WHAT THE TASK REQUIRES: Gather each line in the data below that contains the word "instance", and reproduce those lines in the order in which they appear.

====

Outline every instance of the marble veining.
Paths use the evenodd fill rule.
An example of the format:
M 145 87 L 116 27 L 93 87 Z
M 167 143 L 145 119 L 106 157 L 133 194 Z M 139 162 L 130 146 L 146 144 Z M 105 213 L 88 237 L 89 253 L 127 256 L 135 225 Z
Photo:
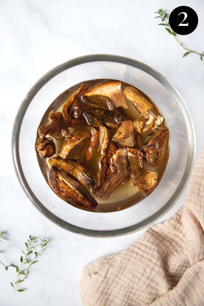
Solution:
M 5 251 L 1 258 L 6 263 L 17 263 L 29 234 L 52 239 L 25 282 L 25 292 L 12 291 L 9 283 L 15 273 L 0 267 L 1 306 L 26 305 L 28 300 L 30 306 L 80 306 L 78 284 L 83 267 L 127 247 L 144 231 L 104 239 L 69 233 L 41 214 L 21 189 L 12 162 L 13 125 L 27 92 L 47 71 L 91 53 L 117 54 L 146 63 L 166 76 L 185 101 L 195 127 L 197 155 L 203 140 L 204 64 L 194 54 L 183 58 L 183 50 L 154 19 L 153 12 L 160 6 L 170 12 L 179 5 L 183 2 L 1 2 L 0 231 L 8 235 L 0 246 Z M 187 0 L 184 5 L 196 11 L 198 24 L 194 32 L 180 38 L 189 47 L 202 51 L 203 2 Z M 157 222 L 167 219 L 183 204 L 185 193 Z

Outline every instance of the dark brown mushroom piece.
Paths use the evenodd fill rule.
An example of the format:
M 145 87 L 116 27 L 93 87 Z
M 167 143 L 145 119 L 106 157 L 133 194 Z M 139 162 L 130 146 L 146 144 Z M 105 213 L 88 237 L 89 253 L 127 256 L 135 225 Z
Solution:
M 100 142 L 98 151 L 101 157 L 99 161 L 99 170 L 97 174 L 96 186 L 102 185 L 105 179 L 106 172 L 108 166 L 107 154 L 109 143 L 109 136 L 108 132 L 104 126 L 100 127 Z
M 160 164 L 164 154 L 165 141 L 168 136 L 168 129 L 159 130 L 142 147 L 144 158 L 151 166 L 157 167 Z
M 147 115 L 144 115 L 138 118 L 132 122 L 135 131 L 139 134 L 146 133 L 153 126 L 156 117 L 149 112 Z
M 88 114 L 89 118 L 87 117 L 86 114 Z M 84 114 L 87 121 L 89 122 L 90 125 L 103 125 L 108 129 L 117 129 L 124 120 L 120 113 L 116 110 L 95 109 L 84 112 Z M 97 119 L 94 120 L 94 118 Z
M 39 136 L 46 136 L 51 132 L 57 129 L 66 129 L 67 128 L 76 126 L 83 126 L 88 125 L 85 119 L 81 118 L 70 119 L 69 120 L 56 120 L 45 125 L 40 126 L 38 129 Z
M 144 170 L 143 153 L 137 149 L 127 148 L 127 156 L 130 163 L 132 177 L 135 178 L 139 175 Z
M 157 185 L 157 174 L 154 171 L 145 170 L 133 181 L 132 185 L 138 186 L 144 196 L 148 196 Z
M 111 175 L 113 173 L 113 170 L 111 167 L 111 160 L 113 156 L 117 151 L 117 148 L 114 144 L 110 142 L 108 147 L 107 155 L 107 168 L 106 171 L 105 177 L 107 178 Z
M 62 113 L 61 112 L 51 110 L 49 113 L 48 119 L 50 122 L 53 122 L 56 120 L 62 120 Z M 70 138 L 73 136 L 74 132 L 74 128 L 67 128 L 66 129 L 58 129 L 55 131 L 51 131 L 49 133 L 49 135 L 56 140 L 63 140 L 64 137 L 66 139 Z
M 72 104 L 75 99 L 80 98 L 83 92 L 88 88 L 86 84 L 82 84 L 80 87 L 76 90 L 70 96 L 63 105 L 62 114 L 64 119 L 68 120 L 71 118 L 70 109 Z
M 121 90 L 121 82 L 98 84 L 84 92 L 82 97 L 90 106 L 95 108 L 112 110 L 120 106 L 128 108 Z
M 79 158 L 86 149 L 90 137 L 90 134 L 86 131 L 74 135 L 65 141 L 59 156 L 64 159 Z
M 159 128 L 159 127 L 164 120 L 164 118 L 162 116 L 159 115 L 157 117 L 153 126 L 148 131 L 147 134 L 148 136 L 152 136 L 155 134 Z
M 112 137 L 112 140 L 120 147 L 137 147 L 137 136 L 132 121 L 126 120 L 122 122 Z
M 43 158 L 50 157 L 55 154 L 55 145 L 50 137 L 39 137 L 35 144 L 35 147 Z
M 88 169 L 76 161 L 66 160 L 57 157 L 50 158 L 47 162 L 50 166 L 69 173 L 86 187 L 93 186 L 95 185 L 92 174 Z
M 83 162 L 86 162 L 89 160 L 98 144 L 99 138 L 99 131 L 92 127 L 91 130 L 91 137 L 84 154 Z
M 100 126 L 103 125 L 102 121 L 95 117 L 90 113 L 85 112 L 83 115 L 89 125 L 99 128 Z
M 123 93 L 125 98 L 132 103 L 140 114 L 146 114 L 148 111 L 153 107 L 153 106 L 134 87 L 131 86 L 127 86 L 124 90 Z
M 62 136 L 65 138 L 66 140 L 68 140 L 72 137 L 75 131 L 74 128 L 71 127 L 66 129 L 62 129 L 61 130 Z
M 81 208 L 91 209 L 97 206 L 97 202 L 89 192 L 65 171 L 52 167 L 50 172 L 50 182 L 57 195 L 71 200 Z
M 117 150 L 111 159 L 113 174 L 106 179 L 101 186 L 93 191 L 97 198 L 108 198 L 119 185 L 128 181 L 130 179 L 128 165 L 127 149 L 124 148 Z
M 91 107 L 83 101 L 81 98 L 76 98 L 72 105 L 70 109 L 70 114 L 72 118 L 79 119 L 83 116 L 85 112 L 89 112 L 93 110 Z
M 103 119 L 106 126 L 109 129 L 117 129 L 124 120 L 120 113 L 116 111 L 107 111 Z

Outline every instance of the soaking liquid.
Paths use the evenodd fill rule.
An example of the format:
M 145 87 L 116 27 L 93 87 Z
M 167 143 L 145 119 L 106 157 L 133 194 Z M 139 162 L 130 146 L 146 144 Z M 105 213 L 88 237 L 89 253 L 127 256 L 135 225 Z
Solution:
M 91 80 L 85 81 L 79 83 L 74 86 L 70 87 L 60 95 L 51 103 L 45 113 L 40 121 L 39 126 L 44 125 L 49 122 L 48 116 L 49 113 L 51 110 L 61 111 L 63 104 L 67 101 L 69 96 L 75 91 L 82 83 L 85 83 L 88 86 L 89 88 L 93 86 L 102 83 L 107 82 L 116 82 L 117 80 L 110 80 L 109 79 L 101 79 Z M 121 90 L 122 91 L 127 86 L 132 86 L 129 84 L 121 82 Z M 134 87 L 133 86 L 132 86 Z M 153 108 L 151 110 L 151 111 L 156 117 L 159 115 L 163 116 L 155 104 L 149 97 L 145 95 L 139 89 L 136 88 L 137 90 L 141 93 L 142 95 L 153 106 Z M 125 98 L 126 103 L 128 106 L 128 108 L 122 108 L 121 112 L 122 115 L 125 115 L 128 118 L 132 121 L 136 120 L 138 117 L 142 115 L 137 111 L 132 103 L 126 98 Z M 119 108 L 120 111 L 121 108 Z M 164 129 L 168 127 L 166 125 L 164 118 L 164 120 L 160 126 L 160 129 Z M 81 132 L 84 131 L 87 131 L 90 133 L 91 127 L 91 126 L 81 126 L 76 127 L 75 129 L 74 134 Z M 116 129 L 108 129 L 109 131 L 110 138 L 111 139 L 114 134 Z M 143 144 L 147 141 L 149 138 L 146 133 L 141 135 Z M 38 133 L 37 133 L 37 139 L 38 138 Z M 168 136 L 169 137 L 169 136 Z M 59 141 L 53 138 L 56 147 L 56 153 L 52 157 L 57 156 L 58 153 L 60 151 L 64 140 Z M 144 161 L 144 166 L 145 169 L 151 170 L 156 171 L 158 174 L 157 185 L 159 184 L 165 171 L 169 159 L 169 139 L 168 138 L 165 142 L 164 145 L 164 153 L 163 158 L 159 165 L 157 168 L 154 168 L 150 166 L 149 163 L 146 161 Z M 46 159 L 43 159 L 40 157 L 37 154 L 37 158 L 39 166 L 41 172 L 45 179 L 50 185 L 49 180 L 49 166 L 46 162 Z M 82 157 L 83 156 L 82 155 Z M 96 149 L 90 160 L 87 162 L 85 166 L 91 172 L 93 176 L 96 181 L 97 173 L 99 169 L 99 162 L 101 159 L 101 155 L 99 153 Z M 91 210 L 91 211 L 96 211 L 100 212 L 106 212 L 115 211 L 127 208 L 132 205 L 134 205 L 141 200 L 145 197 L 141 192 L 139 190 L 138 187 L 132 186 L 132 183 L 135 179 L 130 176 L 129 181 L 127 183 L 120 185 L 110 194 L 107 199 L 96 198 L 95 195 L 91 193 L 92 195 L 96 200 L 98 205 L 94 209 Z M 156 188 L 157 187 L 156 187 Z M 88 188 L 90 191 L 90 188 Z M 80 208 L 76 205 L 71 201 L 66 200 L 70 204 L 74 206 Z M 90 210 L 87 210 L 90 211 Z

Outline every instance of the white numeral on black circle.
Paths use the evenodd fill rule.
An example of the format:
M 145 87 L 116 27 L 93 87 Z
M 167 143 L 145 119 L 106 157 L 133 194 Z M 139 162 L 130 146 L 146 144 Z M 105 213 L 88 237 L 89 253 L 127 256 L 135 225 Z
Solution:
M 185 20 L 187 18 L 187 14 L 185 12 L 182 12 L 180 13 L 179 13 L 178 16 L 179 16 L 180 14 L 183 14 L 184 15 L 184 18 L 183 20 L 181 21 L 180 23 L 179 24 L 179 26 L 182 26 L 183 27 L 188 27 L 188 23 L 187 22 L 187 23 L 182 23 L 184 20 Z

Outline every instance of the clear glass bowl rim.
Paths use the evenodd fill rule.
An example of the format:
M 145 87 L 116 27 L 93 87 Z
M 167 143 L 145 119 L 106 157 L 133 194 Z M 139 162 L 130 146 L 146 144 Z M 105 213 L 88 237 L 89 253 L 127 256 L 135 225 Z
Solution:
M 21 165 L 19 152 L 21 124 L 28 106 L 38 91 L 51 79 L 64 70 L 85 63 L 98 61 L 116 62 L 132 66 L 143 70 L 158 80 L 174 97 L 180 106 L 185 119 L 188 139 L 188 159 L 185 170 L 180 184 L 169 200 L 156 213 L 142 222 L 130 226 L 112 230 L 96 230 L 81 228 L 66 222 L 50 211 L 39 200 L 27 182 Z M 12 139 L 13 160 L 16 172 L 20 185 L 33 204 L 44 215 L 61 227 L 75 233 L 94 237 L 119 236 L 132 233 L 149 225 L 167 212 L 181 195 L 188 181 L 195 151 L 195 133 L 190 115 L 182 98 L 173 86 L 161 73 L 143 63 L 128 58 L 108 54 L 90 54 L 73 58 L 56 66 L 42 76 L 28 91 L 20 106 L 13 125 Z

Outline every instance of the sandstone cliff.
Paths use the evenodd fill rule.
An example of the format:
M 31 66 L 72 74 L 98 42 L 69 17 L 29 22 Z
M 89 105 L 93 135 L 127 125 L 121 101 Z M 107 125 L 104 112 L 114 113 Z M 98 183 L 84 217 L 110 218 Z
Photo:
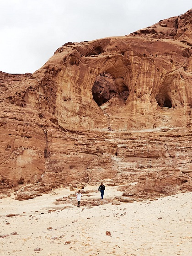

====

FINISHED ANSWER:
Outline every instance of the marble veining.
Outline every instance of the dark brown mushroom piece.
Outline every instance of the soaking liquid.
Outline every instance of the white numeral on black circle.
Outline every instance of the clear glass bowl rim.
Outline every instance of the sandstone cliff.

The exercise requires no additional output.